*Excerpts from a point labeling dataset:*

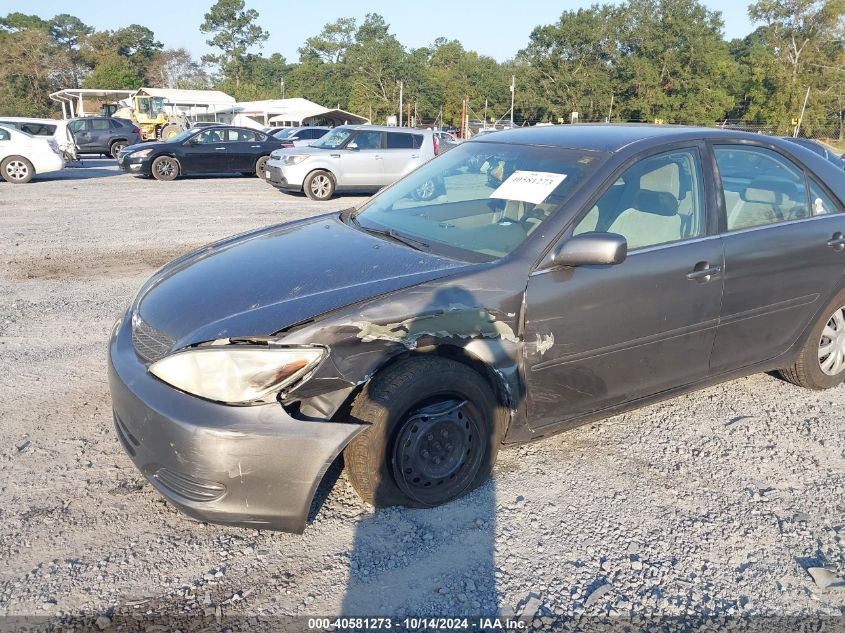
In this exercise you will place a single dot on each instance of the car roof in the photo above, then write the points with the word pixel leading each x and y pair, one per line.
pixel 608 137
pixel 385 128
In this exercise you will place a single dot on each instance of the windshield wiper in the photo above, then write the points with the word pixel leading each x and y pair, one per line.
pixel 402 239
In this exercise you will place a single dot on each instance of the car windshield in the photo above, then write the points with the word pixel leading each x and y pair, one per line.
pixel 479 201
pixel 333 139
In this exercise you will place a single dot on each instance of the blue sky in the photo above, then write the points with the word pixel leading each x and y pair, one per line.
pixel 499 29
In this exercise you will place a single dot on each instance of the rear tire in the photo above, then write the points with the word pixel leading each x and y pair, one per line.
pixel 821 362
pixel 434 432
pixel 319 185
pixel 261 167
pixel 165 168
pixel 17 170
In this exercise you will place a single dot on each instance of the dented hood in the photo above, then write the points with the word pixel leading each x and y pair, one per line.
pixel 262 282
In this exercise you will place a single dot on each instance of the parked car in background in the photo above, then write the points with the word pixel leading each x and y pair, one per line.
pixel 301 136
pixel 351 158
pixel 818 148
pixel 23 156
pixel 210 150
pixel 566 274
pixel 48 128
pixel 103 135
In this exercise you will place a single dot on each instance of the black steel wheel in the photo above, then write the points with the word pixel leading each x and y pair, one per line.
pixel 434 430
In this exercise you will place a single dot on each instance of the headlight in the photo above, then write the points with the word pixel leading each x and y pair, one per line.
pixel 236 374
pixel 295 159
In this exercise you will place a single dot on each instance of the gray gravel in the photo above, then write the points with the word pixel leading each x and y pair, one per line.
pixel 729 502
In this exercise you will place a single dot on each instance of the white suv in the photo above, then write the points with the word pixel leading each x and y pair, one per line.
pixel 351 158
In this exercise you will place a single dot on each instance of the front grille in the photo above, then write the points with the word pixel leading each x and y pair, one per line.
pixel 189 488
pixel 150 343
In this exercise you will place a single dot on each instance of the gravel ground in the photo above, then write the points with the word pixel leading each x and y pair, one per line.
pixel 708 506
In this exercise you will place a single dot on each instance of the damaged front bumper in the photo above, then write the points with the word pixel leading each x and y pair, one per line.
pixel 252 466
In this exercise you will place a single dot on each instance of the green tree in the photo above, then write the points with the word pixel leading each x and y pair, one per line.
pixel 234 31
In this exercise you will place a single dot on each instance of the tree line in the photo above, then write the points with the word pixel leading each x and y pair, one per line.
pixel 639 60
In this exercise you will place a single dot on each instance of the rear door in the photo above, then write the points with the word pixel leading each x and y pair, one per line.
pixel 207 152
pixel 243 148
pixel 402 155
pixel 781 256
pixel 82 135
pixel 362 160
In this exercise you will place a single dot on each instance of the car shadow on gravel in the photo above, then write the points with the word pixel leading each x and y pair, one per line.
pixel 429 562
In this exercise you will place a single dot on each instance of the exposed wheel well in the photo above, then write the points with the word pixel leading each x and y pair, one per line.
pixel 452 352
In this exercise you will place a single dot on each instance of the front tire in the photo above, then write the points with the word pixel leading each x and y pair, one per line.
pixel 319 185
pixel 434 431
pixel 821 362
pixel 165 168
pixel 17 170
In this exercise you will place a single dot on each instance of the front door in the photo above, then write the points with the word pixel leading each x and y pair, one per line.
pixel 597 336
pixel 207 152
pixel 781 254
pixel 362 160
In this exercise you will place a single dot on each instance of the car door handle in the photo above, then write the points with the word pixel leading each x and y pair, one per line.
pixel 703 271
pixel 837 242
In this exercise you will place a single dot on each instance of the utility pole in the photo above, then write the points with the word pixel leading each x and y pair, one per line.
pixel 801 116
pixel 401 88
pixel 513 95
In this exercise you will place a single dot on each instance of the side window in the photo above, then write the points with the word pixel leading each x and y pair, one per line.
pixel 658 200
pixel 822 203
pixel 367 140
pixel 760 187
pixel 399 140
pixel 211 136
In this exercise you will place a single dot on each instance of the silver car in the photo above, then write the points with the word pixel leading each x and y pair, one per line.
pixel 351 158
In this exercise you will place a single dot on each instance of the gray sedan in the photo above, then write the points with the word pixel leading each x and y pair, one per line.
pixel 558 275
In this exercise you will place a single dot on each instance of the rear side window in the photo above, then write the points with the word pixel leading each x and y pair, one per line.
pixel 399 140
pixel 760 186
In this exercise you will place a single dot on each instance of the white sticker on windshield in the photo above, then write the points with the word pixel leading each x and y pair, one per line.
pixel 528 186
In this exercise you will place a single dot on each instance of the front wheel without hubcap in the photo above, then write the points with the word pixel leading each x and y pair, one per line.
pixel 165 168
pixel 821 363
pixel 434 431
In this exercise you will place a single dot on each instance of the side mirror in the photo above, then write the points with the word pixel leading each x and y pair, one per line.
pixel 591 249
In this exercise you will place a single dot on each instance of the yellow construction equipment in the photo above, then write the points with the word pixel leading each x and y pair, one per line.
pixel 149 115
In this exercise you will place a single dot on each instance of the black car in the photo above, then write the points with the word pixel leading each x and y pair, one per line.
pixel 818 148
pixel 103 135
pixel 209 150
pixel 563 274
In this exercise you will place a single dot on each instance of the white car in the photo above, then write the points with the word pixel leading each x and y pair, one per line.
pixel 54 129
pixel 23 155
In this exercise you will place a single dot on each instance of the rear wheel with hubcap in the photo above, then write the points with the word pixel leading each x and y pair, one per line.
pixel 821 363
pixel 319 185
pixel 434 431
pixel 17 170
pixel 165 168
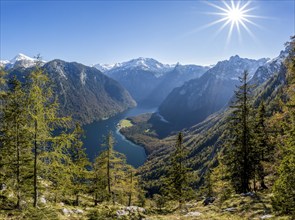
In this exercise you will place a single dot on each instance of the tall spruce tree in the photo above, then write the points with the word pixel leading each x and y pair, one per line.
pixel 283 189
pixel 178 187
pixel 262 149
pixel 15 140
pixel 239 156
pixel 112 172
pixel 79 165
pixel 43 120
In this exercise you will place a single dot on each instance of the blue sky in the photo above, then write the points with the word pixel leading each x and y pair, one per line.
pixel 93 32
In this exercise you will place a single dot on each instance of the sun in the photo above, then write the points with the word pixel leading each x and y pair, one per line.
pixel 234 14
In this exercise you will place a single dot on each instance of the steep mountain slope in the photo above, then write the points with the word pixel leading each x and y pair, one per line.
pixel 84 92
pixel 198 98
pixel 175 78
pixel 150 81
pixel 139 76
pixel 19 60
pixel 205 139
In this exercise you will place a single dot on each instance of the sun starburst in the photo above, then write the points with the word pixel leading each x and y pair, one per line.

*What to produce:* Transcribe the data above verbatim, leaving out the pictures.

*Answer for this exercise:*
In this exercise you will place a single dot on each instance of the car roof in the photo above, then write the points with the word pixel leading each x and y pair, one per line.
pixel 608 137
pixel 385 128
In this exercise you will place a single dot on each instance of the windshield wiper in the photo above, then write the points with the word pixel leading each x and y pair, one per line.
pixel 402 239
In this exercise you will place a single dot on each instance of the car windshield in the photo above, then write the points with the word pixel leading each x and y pair, one per line.
pixel 479 201
pixel 333 139
In this exercise you will place a single dot on each instance of the blue sky in the photo above, then write the points with the word pixel leading each x and y pair, one per line.
pixel 499 29
In this exercise you will place a single dot on each instance of the rear tire in the photo above, then write the points with the word pixel leading each x and y pair, one per line.
pixel 821 362
pixel 434 432
pixel 319 185
pixel 261 167
pixel 165 168
pixel 17 170
In this exercise you will place a single dot on each instance of the dented hood in the photo above, then write the points with the word pixel leading each x and y pair, one per line.
pixel 262 282
In this exercise you will place a single dot on each instance of the parked car in background in the photo above, then write the points with the word pixel leading each x and y pair, one per line.
pixel 301 136
pixel 351 158
pixel 818 148
pixel 23 156
pixel 210 150
pixel 566 274
pixel 48 128
pixel 103 135
In this exercise you will place a single dot on each instance of the black steel wheel in the photo above, then write the points with the word pixel leading each x and y pair, one per line.
pixel 434 430
In this exercise you will place a single dot on each instance of the headlight in the photo above, then write the points with the word pixel leading each x and y pair, one per line.
pixel 236 374
pixel 295 159
In this exercise you will place a single dot on each instance of the gray gravel in the photo above, then write the points with the word pixel leading each x and y pair, one per line.
pixel 729 502
In this exercise you will place a single dot on each instance of the white suv in the photo above, then write the points with the word pixel leading each x and y pair, one per line.
pixel 351 158
In this exercise you will place a single dot on each instance of the front grille in the photo above, then write the points with the word pixel leading each x and y pair, one per line.
pixel 189 488
pixel 150 343
In this exercise you will place a single dot on each instance of the gravel ground in the photo above, then write the points with the word pixel leading each x and y pair, one per line.
pixel 708 506
In this exercise you will place a single dot on each instance of the damaged front bumper in the photo above, then write the points with the word pixel leading each x and y pair, one per line.
pixel 252 466
In this exercise you will place a single dot on each instance of the green tree in the photo above, then write the points with the word pixel leading each x and y pair, one per line.
pixel 234 31
In this exercise you will place a single dot on each instance of the tree line in the photo above, then write the points with the word pixel leading each x and y pair, one per line.
pixel 639 60
In this exercise you will place a single dot on each instance of the rear door in the photo above, then write the points with the word pixel leading each x and y pair, one per line.
pixel 207 152
pixel 243 148
pixel 402 155
pixel 781 256
pixel 82 135
pixel 362 160
In this exercise you will place a single dot on each instance of the car shadow on gravel in the photo above, then write the points with the word pixel leading each x and y pair, one per line.
pixel 429 562
In this exercise you will place a single dot on each instance of the exposed wheel well in the photo above, then write the points with the word pixel leading each x and y pair, one per line.
pixel 452 352
In this exercise you will place a single dot on each instance of the front tire in the photo above, then write the points with the word pixel leading each x and y pair, one per line.
pixel 319 185
pixel 434 431
pixel 821 362
pixel 165 168
pixel 17 170
In this exercise you will place a single dot on each instance of the front door in the photo above, then write the points with the word pixel leading each x and y pair, one per line.
pixel 597 336
pixel 207 152
pixel 781 254
pixel 362 160
In this exercise you will place a single dot on each instance of the car door handle in the photo above, then write the points with the word pixel leading each x and y pair, one per line.
pixel 703 271
pixel 837 242
In this exercise you will place a single dot on each instance of the utility pole in the photo above, then write the points with the word pixel leading each x and y pair, one per line.
pixel 801 116
pixel 401 88
pixel 513 95
In this exercise you will place a single dot on each instance of the side window in the photo above, then write the points with the word pixel leading each x and y pair, one per line.
pixel 658 200
pixel 822 203
pixel 367 140
pixel 760 187
pixel 399 140
pixel 211 136
In this exercise you will place a single dot on each instance of the silver car in the photo above, then write the points with the word pixel leading each x and y pair, one per line.
pixel 351 158
In this exercise you will place a single dot on each instance of the gray sedan in the photo above, then write the points with the word pixel leading each x and y pair, one per line.
pixel 558 275
In this exercise you will place a single dot on each instance of the rear side window in the photo above, then write the points with the word pixel leading each x and y pair, one per line.
pixel 399 140
pixel 760 186
In this exercise you will place a single dot on each instance of the white sticker on windshield in the photo above, then write the points with the word pixel leading each x and y pair, one per line.
pixel 528 186
In this exercise you will place a single dot on each instance of the front wheel without hubcap in the photo above, then write the points with the word pixel leading each x and y pair, one per line.
pixel 165 168
pixel 821 363
pixel 434 431
In this exercise you will place a single dot on each instance of the side mirror in the photo above, then write the points with the word pixel leading each x and y pair, one per line.
pixel 591 249
In this exercise you will place a single dot on each instance of the yellow construction equipment in the photo above, then write the points with the word pixel leading each x and y pair, one per line.
pixel 149 115
In this exercise you will place a single dot on each instance of the black car in the photo above, then write the points with the word pixel leading each x and y pair, one per line.
pixel 818 148
pixel 103 135
pixel 209 150
pixel 563 274
In this exercise you will place a single dot on each instance of the white car in the photo above, then write the points with the word pixel leading each x and y pair, one per line.
pixel 54 129
pixel 23 155
In this exercise you will place a single dot on each instance of the rear wheel with hubcap in the photo above, then write the points with the word pixel leading each x and y pair, one per line.
pixel 821 363
pixel 319 185
pixel 434 431
pixel 17 170
pixel 165 168
In this exercise you will place a single dot on each instance of the tall spruce tree in the photo above, then write the points with the word pixel leading each x and y pair, one per line.
pixel 283 189
pixel 178 187
pixel 262 149
pixel 15 140
pixel 239 156
pixel 112 172
pixel 79 165
pixel 43 120
In this exercise you will place a single dot on each instance of the blue sky in the photo above, then write the points with the word pixel leading each x and y pair, one per line.
pixel 93 32
In this exercise you will place a single dot on each instance of the sun in the photo above, then write the points with the word pixel leading each x and y pair, one per line.
pixel 234 14
In this exercise you will place a single dot on each instance of the steep mountain slope in the photo above, then write the points with the word pixel leading each x and y pair, one per line.
pixel 84 92
pixel 198 98
pixel 175 78
pixel 150 81
pixel 139 76
pixel 19 60
pixel 205 139
In this exercise you will place a single dot on each instance of the sun starburst in the photo above, then write the points with the word pixel leading each x and y pair, one per line.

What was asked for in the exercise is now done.